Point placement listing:
::::

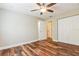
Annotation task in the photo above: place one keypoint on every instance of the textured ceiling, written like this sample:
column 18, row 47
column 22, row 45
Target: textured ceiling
column 59, row 9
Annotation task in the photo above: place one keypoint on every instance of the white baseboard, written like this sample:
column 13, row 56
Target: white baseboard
column 15, row 45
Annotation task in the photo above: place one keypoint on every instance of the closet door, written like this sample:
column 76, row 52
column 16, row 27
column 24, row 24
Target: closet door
column 42, row 29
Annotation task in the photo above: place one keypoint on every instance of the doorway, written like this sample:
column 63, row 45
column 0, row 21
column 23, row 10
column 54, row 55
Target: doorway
column 49, row 30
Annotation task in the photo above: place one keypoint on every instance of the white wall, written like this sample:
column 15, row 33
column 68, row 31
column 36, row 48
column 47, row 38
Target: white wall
column 17, row 28
column 68, row 30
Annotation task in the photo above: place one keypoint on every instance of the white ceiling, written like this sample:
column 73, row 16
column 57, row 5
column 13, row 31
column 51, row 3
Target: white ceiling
column 59, row 9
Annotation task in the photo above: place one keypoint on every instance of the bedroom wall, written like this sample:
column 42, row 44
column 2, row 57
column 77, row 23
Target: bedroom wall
column 68, row 30
column 16, row 28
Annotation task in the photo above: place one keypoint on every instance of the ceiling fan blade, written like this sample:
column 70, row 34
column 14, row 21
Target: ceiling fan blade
column 35, row 10
column 50, row 10
column 38, row 4
column 41, row 13
column 51, row 4
column 43, row 4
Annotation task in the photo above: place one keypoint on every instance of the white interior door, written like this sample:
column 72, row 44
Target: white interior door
column 68, row 30
column 42, row 30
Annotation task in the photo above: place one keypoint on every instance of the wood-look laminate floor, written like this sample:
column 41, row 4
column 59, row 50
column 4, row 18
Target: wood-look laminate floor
column 42, row 48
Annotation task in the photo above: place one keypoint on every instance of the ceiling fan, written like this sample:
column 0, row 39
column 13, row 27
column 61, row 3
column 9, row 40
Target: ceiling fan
column 44, row 8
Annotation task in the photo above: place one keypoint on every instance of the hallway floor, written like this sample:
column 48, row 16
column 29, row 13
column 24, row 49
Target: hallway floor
column 42, row 48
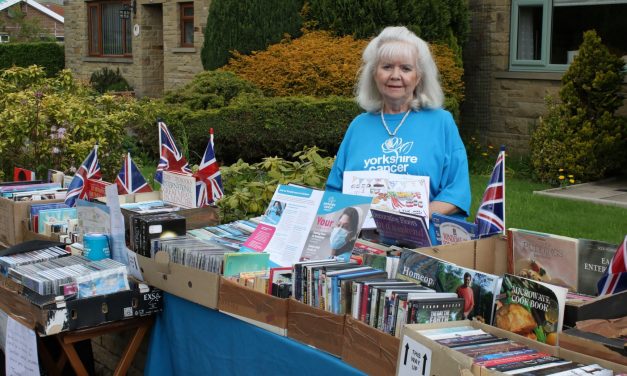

::::

= WHAT THE TASK REQUIRES =
Reproduce the whole listing above with every "keypoint" changed to "marker" and nothing else altered. Leave the pictures out.

= THE RESPONSE =
Annotation task in the photo above: place one marker on every instance of the textured ceiling, written like this sample:
column 18, row 47
column 22, row 45
Target: textured ceiling
column 59, row 9
Annotation task in the photo above: place one marker on every instance of the white baseboard, written like this sample:
column 13, row 56
Target: white baseboard
column 15, row 45
Annotation task in the photo above: place one marker on every instance of the closet door, written like this sample:
column 76, row 52
column 16, row 27
column 24, row 24
Target: closet door
column 42, row 29
Annotation task in the photo above: place one marker on every instance of the doorway, written like this sample:
column 63, row 45
column 0, row 21
column 23, row 10
column 54, row 55
Target: doorway
column 49, row 30
Annotation task in the photo above: place one marker on every instance of the white wall, written like this sample:
column 15, row 33
column 68, row 31
column 36, row 48
column 47, row 38
Target: white wall
column 17, row 28
column 68, row 30
Annotation task in the photo above: place one marker on every instance of the white ceiling, written like this sample:
column 73, row 16
column 57, row 5
column 13, row 31
column 51, row 3
Target: white ceiling
column 59, row 9
Annotation task in the photo above: place one marker on every instance of the bedroom wall, written like this sample:
column 42, row 44
column 2, row 57
column 77, row 23
Target: bedroom wall
column 68, row 30
column 16, row 28
Annotation task in the photo above: place one marker on every instance of the ceiling fan blade, written like this sample:
column 70, row 34
column 14, row 21
Target: ceiling fan blade
column 35, row 10
column 50, row 10
column 38, row 4
column 41, row 13
column 51, row 4
column 43, row 4
Annotation task in the photo above: place one marker on every instance of the white interior door, written like this sample:
column 72, row 44
Target: white interior door
column 68, row 30
column 42, row 30
Annotation task in the photo above: place one marker on every instance of the wood-look laminate floor, written like this sample:
column 41, row 4
column 59, row 50
column 4, row 18
Target: wood-look laminate floor
column 42, row 48
Annotation task in the photo above: place one marker on every instance of the ceiling fan, written like this sample:
column 0, row 39
column 13, row 27
column 61, row 3
column 9, row 40
Target: ceiling fan
column 44, row 8
Annotation task in the photo above: place one marker on every instance of the hallway floor, written like this sample:
column 48, row 16
column 29, row 13
column 24, row 49
Target: hallway floor
column 42, row 48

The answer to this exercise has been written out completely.